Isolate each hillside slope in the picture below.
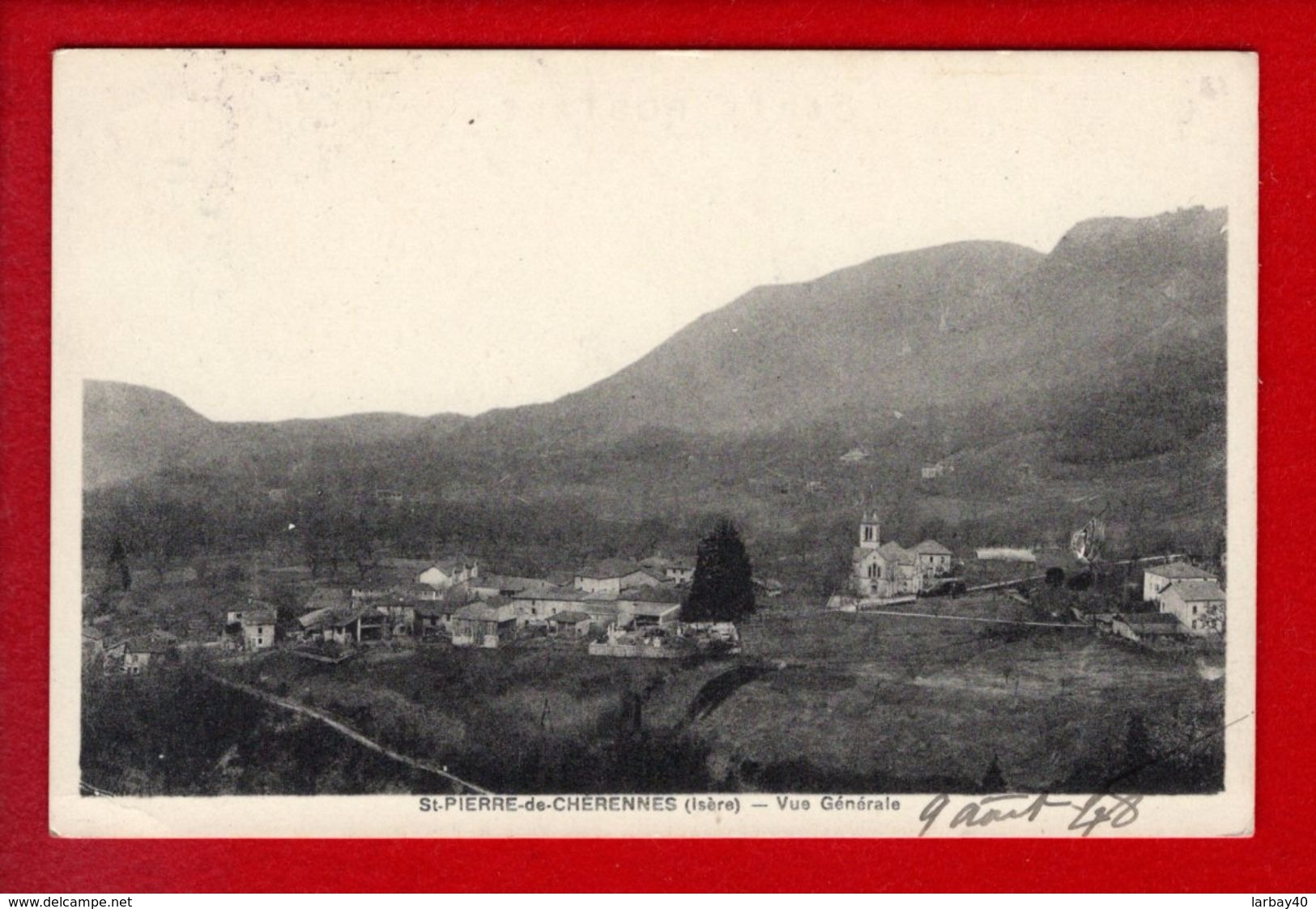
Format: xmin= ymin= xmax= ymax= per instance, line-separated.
xmin=489 ymin=208 xmax=1225 ymax=437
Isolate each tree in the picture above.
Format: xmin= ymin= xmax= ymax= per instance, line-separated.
xmin=982 ymin=755 xmax=1009 ymax=792
xmin=683 ymin=518 xmax=754 ymax=622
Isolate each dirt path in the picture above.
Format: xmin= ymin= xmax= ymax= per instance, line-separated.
xmin=863 ymin=608 xmax=1091 ymax=629
xmin=206 ymin=672 xmax=493 ymax=796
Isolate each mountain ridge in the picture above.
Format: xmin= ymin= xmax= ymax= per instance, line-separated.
xmin=84 ymin=208 xmax=1227 ymax=488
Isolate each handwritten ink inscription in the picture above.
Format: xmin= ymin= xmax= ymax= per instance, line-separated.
xmin=918 ymin=793 xmax=1143 ymax=837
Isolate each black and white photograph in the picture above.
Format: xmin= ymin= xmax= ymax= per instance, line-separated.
xmin=51 ymin=49 xmax=1257 ymax=837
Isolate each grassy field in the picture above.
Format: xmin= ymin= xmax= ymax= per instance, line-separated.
xmin=224 ymin=597 xmax=1223 ymax=792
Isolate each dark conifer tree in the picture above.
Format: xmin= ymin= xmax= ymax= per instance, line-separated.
xmin=107 ymin=536 xmax=133 ymax=590
xmin=682 ymin=518 xmax=754 ymax=622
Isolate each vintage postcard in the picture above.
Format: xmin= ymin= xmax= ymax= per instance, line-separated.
xmin=50 ymin=49 xmax=1259 ymax=837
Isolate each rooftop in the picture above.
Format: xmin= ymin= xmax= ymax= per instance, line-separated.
xmin=914 ymin=540 xmax=956 ymax=556
xmin=1143 ymin=561 xmax=1216 ymax=581
xmin=577 ymin=558 xmax=641 ymax=578
xmin=1166 ymin=578 xmax=1225 ymax=604
xmin=1118 ymin=612 xmax=1179 ymax=627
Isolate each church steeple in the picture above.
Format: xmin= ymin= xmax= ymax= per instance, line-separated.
xmin=859 ymin=510 xmax=882 ymax=549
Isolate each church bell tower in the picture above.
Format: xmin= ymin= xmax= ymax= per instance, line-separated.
xmin=859 ymin=511 xmax=882 ymax=549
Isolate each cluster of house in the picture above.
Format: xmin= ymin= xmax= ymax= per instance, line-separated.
xmin=283 ymin=556 xmax=695 ymax=650
xmin=1080 ymin=561 xmax=1225 ymax=642
xmin=82 ymin=625 xmax=177 ymax=676
xmin=850 ymin=511 xmax=954 ymax=600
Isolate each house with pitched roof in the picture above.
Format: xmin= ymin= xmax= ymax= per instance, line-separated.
xmin=1160 ymin=578 xmax=1225 ymax=638
xmin=297 ymin=604 xmax=385 ymax=644
xmin=911 ymin=540 xmax=956 ymax=577
xmin=617 ymin=585 xmax=680 ymax=627
xmin=105 ymin=634 xmax=175 ymax=676
xmin=573 ymin=558 xmax=663 ymax=595
xmin=1111 ymin=612 xmax=1183 ymax=640
xmin=238 ymin=600 xmax=279 ymax=651
xmin=453 ymin=597 xmax=516 ymax=647
xmin=850 ymin=511 xmax=954 ymax=600
xmin=416 ymin=556 xmax=480 ymax=590
xmin=1143 ymin=561 xmax=1217 ymax=604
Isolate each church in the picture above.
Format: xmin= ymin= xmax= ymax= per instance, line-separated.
xmin=850 ymin=511 xmax=954 ymax=600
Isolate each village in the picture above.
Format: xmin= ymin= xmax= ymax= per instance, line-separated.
xmin=83 ymin=545 xmax=763 ymax=675
xmin=83 ymin=510 xmax=1225 ymax=675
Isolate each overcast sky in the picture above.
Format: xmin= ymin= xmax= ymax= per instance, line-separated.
xmin=54 ymin=51 xmax=1253 ymax=420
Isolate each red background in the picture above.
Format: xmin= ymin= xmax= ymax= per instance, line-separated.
xmin=0 ymin=0 xmax=1316 ymax=893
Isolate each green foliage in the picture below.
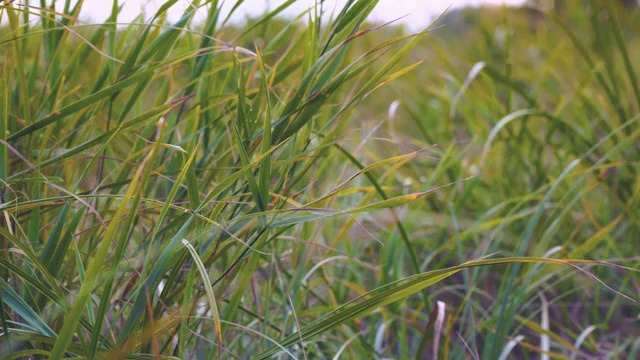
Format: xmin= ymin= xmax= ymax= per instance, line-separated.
xmin=0 ymin=0 xmax=640 ymax=359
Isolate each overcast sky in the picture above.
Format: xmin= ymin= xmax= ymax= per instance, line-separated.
xmin=57 ymin=0 xmax=524 ymax=27
xmin=16 ymin=0 xmax=524 ymax=28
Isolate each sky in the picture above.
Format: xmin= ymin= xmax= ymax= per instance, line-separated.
xmin=23 ymin=0 xmax=524 ymax=28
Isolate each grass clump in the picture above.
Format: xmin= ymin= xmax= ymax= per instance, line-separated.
xmin=0 ymin=0 xmax=640 ymax=359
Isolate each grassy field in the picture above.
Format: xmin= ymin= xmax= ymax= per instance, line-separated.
xmin=0 ymin=0 xmax=640 ymax=360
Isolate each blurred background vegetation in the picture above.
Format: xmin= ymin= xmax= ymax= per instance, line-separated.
xmin=0 ymin=0 xmax=640 ymax=359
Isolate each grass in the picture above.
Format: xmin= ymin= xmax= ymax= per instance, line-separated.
xmin=0 ymin=1 xmax=640 ymax=359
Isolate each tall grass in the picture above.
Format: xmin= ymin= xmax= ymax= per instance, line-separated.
xmin=0 ymin=0 xmax=640 ymax=359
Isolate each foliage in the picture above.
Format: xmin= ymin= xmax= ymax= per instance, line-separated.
xmin=0 ymin=0 xmax=640 ymax=359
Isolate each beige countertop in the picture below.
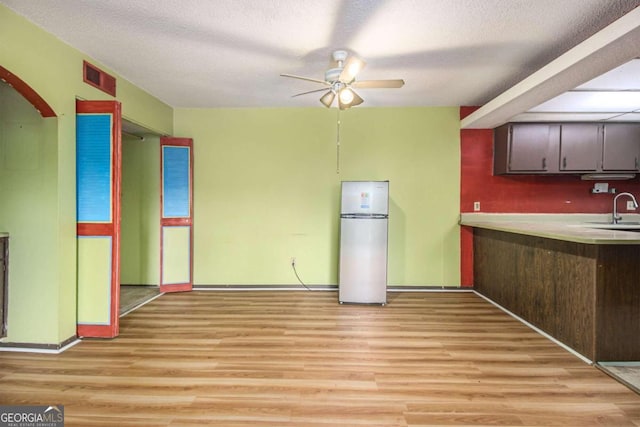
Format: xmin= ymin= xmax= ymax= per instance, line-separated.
xmin=460 ymin=213 xmax=640 ymax=245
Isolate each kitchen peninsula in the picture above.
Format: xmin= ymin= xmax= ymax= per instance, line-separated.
xmin=460 ymin=214 xmax=640 ymax=362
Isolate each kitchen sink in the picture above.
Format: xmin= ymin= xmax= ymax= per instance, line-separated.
xmin=582 ymin=221 xmax=640 ymax=232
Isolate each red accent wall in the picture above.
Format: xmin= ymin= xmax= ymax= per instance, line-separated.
xmin=460 ymin=107 xmax=640 ymax=286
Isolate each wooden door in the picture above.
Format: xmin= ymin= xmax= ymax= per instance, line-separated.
xmin=160 ymin=138 xmax=193 ymax=292
xmin=76 ymin=101 xmax=122 ymax=338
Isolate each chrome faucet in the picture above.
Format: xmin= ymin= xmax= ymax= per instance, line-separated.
xmin=611 ymin=193 xmax=638 ymax=224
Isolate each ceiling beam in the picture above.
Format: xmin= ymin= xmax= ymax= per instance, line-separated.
xmin=460 ymin=7 xmax=640 ymax=129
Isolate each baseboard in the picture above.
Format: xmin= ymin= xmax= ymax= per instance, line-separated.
xmin=193 ymin=285 xmax=473 ymax=292
xmin=193 ymin=285 xmax=338 ymax=291
xmin=0 ymin=335 xmax=80 ymax=354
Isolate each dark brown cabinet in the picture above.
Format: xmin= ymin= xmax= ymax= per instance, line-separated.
xmin=602 ymin=123 xmax=640 ymax=172
xmin=559 ymin=123 xmax=602 ymax=172
xmin=494 ymin=124 xmax=558 ymax=173
xmin=493 ymin=123 xmax=640 ymax=175
xmin=0 ymin=237 xmax=9 ymax=338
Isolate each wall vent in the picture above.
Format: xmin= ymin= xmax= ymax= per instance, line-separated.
xmin=82 ymin=61 xmax=116 ymax=96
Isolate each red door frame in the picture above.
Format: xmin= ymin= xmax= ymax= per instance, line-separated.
xmin=160 ymin=137 xmax=193 ymax=292
xmin=76 ymin=100 xmax=122 ymax=338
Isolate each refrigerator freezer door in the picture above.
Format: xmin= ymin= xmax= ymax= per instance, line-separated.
xmin=340 ymin=181 xmax=389 ymax=215
xmin=338 ymin=218 xmax=388 ymax=304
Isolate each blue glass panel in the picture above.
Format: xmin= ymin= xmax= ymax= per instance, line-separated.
xmin=76 ymin=114 xmax=112 ymax=222
xmin=162 ymin=146 xmax=189 ymax=218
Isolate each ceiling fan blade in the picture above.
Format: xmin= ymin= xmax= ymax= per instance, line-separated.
xmin=320 ymin=89 xmax=336 ymax=108
xmin=351 ymin=79 xmax=404 ymax=89
xmin=339 ymin=55 xmax=367 ymax=84
xmin=280 ymin=74 xmax=331 ymax=86
xmin=291 ymin=87 xmax=327 ymax=98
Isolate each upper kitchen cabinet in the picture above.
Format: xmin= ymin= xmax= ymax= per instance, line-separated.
xmin=602 ymin=123 xmax=640 ymax=172
xmin=493 ymin=123 xmax=559 ymax=175
xmin=493 ymin=123 xmax=640 ymax=175
xmin=560 ymin=123 xmax=602 ymax=172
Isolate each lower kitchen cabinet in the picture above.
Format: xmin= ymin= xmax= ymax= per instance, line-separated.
xmin=474 ymin=228 xmax=640 ymax=361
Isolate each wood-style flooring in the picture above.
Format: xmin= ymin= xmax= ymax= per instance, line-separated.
xmin=0 ymin=291 xmax=640 ymax=427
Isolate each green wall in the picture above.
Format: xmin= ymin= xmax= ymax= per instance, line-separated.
xmin=120 ymin=135 xmax=160 ymax=285
xmin=174 ymin=107 xmax=460 ymax=286
xmin=0 ymin=5 xmax=173 ymax=345
xmin=0 ymin=81 xmax=58 ymax=342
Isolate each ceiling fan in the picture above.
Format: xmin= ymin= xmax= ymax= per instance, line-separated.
xmin=280 ymin=50 xmax=404 ymax=110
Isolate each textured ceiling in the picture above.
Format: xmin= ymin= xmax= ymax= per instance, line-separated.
xmin=0 ymin=0 xmax=640 ymax=108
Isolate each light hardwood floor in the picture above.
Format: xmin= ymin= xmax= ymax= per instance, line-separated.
xmin=0 ymin=291 xmax=640 ymax=427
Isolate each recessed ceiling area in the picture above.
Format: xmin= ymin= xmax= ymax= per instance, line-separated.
xmin=0 ymin=0 xmax=640 ymax=127
xmin=511 ymin=59 xmax=640 ymax=122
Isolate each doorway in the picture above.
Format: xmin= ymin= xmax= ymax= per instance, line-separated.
xmin=119 ymin=120 xmax=161 ymax=317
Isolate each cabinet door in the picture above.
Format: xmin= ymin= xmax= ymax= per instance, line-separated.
xmin=560 ymin=123 xmax=601 ymax=172
xmin=509 ymin=123 xmax=551 ymax=172
xmin=602 ymin=123 xmax=640 ymax=172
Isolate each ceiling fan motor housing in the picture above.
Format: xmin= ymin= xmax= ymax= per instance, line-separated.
xmin=324 ymin=67 xmax=342 ymax=83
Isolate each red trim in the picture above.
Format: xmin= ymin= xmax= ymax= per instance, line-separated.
xmin=76 ymin=322 xmax=119 ymax=338
xmin=160 ymin=137 xmax=193 ymax=292
xmin=76 ymin=100 xmax=122 ymax=338
xmin=82 ymin=60 xmax=116 ymax=96
xmin=0 ymin=65 xmax=57 ymax=117
xmin=162 ymin=218 xmax=193 ymax=227
xmin=76 ymin=222 xmax=114 ymax=236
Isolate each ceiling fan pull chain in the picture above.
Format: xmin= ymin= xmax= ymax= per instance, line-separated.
xmin=336 ymin=108 xmax=340 ymax=175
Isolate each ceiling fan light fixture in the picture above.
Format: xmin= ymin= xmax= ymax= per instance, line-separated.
xmin=320 ymin=90 xmax=336 ymax=108
xmin=338 ymin=87 xmax=354 ymax=105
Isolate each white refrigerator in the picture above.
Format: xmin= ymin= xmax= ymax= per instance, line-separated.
xmin=338 ymin=181 xmax=389 ymax=305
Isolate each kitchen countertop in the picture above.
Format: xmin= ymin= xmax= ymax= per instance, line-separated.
xmin=460 ymin=213 xmax=640 ymax=245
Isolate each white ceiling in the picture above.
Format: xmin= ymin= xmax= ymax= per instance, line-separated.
xmin=0 ymin=0 xmax=640 ymax=124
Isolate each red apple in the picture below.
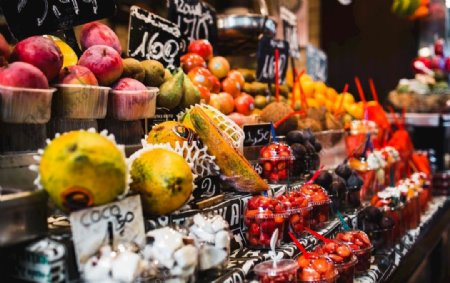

_ _ _ _ _

* Problem to solve *
Reproduce the data from the line holding "Isolate each blurred" through the line holding "xmin=0 ymin=1 xmax=640 ymax=359", inclusive, swapping "Isolate" for "Mark" and leaving everything else unchanged.

* Output for this exercise *
Mark each blurred background vegetation in the picture above.
Format: xmin= ymin= xmax= ymax= per instance, line-separated.
xmin=0 ymin=0 xmax=640 ymax=359
Mark each grass in the picture above.
Format: xmin= ymin= xmax= ymax= per instance, line-separated.
xmin=0 ymin=1 xmax=640 ymax=359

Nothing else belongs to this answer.